» **Exercise objective**
Reproduce the following essay about starting college, word for word.
====== Extracted text
I entered college with a clear strategy. I would run track and cross country while balancing a rigorous biomedical engineering and premedical courseload. I would make time to develop a robust network of friends, maybe learn some new languages and explore the city of Boston. Somehow four years later, after stopping athletics for dance, quitting engineering for science, and having doubts if medical school was the right path, I was wondering what any of my previous planning had accomplished.
When I started my freshman year in college, I fell back into my routine. I ran in the morning, studied during the day, and squeezed in another run before some more reading. It all felt the same, but it didn't bring out the same enthusiasm that it did in high school. Something was missing.
I hadn't started running because I had a calling for it. I chose it out of a number of available options to occupy my time. Suddenly, on this campus, my options had increased a hundredfold, and I was still doing the same activities I had always done. I went to the freshman activities fair determined to find a new outlet. In the back of my mind, I thought about what intrigued me. Well...I had developed an interest in dance the summer prior - mostly out of the fear of looking ridiculous at my prom if I just stood still while the music played. But I had never taken a formal class. Was it too late to start? The moment a turned the corner and saw a campus dance group blasting music, jumping around and laughing without a care in the world, I knew I was going to sign up. It's never too late to have that kind of fun.
It was one of the moments that showed me I didn't know who I was before I started exploring what was out there. My experiences became a mirror to my real self. Here was something I had never done for the first 18 years of my life that now consumed every hour outside of my studies. Where had this been? And how was I -- an introvert -- suddenly performing in front of hundreds of people, talking for hours with my new dance family, and eagerly awaiting the next party.
============
====== Data listing
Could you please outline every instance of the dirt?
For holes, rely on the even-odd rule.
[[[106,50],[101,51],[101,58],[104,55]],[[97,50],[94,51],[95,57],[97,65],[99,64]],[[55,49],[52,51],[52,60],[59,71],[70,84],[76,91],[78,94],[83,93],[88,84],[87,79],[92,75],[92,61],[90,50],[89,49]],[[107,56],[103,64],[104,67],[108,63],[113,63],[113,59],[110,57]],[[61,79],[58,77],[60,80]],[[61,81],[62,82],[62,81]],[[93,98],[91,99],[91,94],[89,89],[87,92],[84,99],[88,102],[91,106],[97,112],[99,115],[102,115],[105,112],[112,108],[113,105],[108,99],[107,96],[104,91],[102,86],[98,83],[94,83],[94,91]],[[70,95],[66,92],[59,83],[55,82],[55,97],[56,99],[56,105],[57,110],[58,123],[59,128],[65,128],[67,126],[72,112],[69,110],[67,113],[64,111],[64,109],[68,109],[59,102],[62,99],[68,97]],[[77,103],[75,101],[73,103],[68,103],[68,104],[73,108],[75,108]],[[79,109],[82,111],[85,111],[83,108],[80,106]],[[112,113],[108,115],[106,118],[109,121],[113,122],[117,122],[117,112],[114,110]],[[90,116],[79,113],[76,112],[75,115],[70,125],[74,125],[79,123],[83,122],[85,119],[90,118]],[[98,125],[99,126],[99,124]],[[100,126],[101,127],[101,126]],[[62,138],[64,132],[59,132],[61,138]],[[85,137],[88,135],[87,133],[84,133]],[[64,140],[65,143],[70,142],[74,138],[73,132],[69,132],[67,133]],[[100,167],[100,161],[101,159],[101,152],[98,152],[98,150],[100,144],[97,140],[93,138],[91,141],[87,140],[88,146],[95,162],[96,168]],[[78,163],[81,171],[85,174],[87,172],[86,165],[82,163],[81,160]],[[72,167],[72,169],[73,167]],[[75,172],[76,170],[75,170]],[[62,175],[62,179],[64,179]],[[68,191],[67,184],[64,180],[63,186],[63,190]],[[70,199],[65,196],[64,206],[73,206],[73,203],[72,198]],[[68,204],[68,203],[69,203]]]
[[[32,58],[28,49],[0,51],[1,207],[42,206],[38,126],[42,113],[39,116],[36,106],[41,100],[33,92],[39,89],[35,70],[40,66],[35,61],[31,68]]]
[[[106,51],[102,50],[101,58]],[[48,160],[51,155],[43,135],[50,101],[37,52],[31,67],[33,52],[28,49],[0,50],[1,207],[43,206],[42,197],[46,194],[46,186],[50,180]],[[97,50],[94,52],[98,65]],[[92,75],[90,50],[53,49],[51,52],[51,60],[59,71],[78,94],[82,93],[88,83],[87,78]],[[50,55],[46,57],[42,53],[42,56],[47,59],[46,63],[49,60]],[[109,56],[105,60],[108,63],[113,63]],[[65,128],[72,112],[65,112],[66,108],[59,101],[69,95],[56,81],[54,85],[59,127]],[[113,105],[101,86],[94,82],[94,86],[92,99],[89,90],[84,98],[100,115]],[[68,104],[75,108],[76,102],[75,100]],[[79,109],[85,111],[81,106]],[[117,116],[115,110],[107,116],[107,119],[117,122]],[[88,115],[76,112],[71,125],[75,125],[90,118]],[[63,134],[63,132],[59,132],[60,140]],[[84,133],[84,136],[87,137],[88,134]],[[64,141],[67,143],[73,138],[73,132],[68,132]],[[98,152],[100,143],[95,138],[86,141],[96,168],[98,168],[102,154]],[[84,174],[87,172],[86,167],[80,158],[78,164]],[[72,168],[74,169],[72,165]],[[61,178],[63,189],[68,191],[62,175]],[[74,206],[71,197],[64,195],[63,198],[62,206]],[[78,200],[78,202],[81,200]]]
============
» **Answer below**
I entered college with a clear strategy. I would run track and cross country while balancing a rigorous biomedical engineering and premedical courseload. I would make time to develop a robust network of friends, maybe learn some new languages and explore the city of Boston. Somehow four years later, after stopping athletics for dance, quitting engineering for science, and having doubts if medical school was the right path, I was wondering what any of my previous planning had accomplished.
When I started my freshman year in college, I fell back into my routine. I ran in the morning, studied during the day, and squeezed in another run before some more reading. It all felt the same, but it didn't bring out the same enthusiasm that it did in high school. Something was missing.
I hadn't started running because I had a calling for it. I chose it out of a number of available options to occupy my time. Suddenly, on this campus, my options had increased a hundredfold, and I was still doing the same activities I had always done. I went to the freshman activities fair determined to find a new outlet. In the back of my mind, I thought about what intrigued me. Well...I had developed an interest in dance the summer prior - mostly out of the fear of looking ridiculous at my prom if I just stood still while the music played. But I had never taken a formal class. Was it too late to start? The moment a turned the corner and saw a campus dance group blasting music, jumping around and laughing without a care in the world, I knew I was going to sign up. It's never too late to have that kind of fun.
It was one of the moments that showed me I didn't know who I was before I started exploring what was out there. My experiences became a mirror to my real self. Here was something I had never done for the first 18 years of my life that now consumed every hour outside of my studies. Where had this been? And how was I -- an introvert -- suddenly performing in front of hundreds of people, talking for hours with my new dance family, and eagerly awaiting the next party.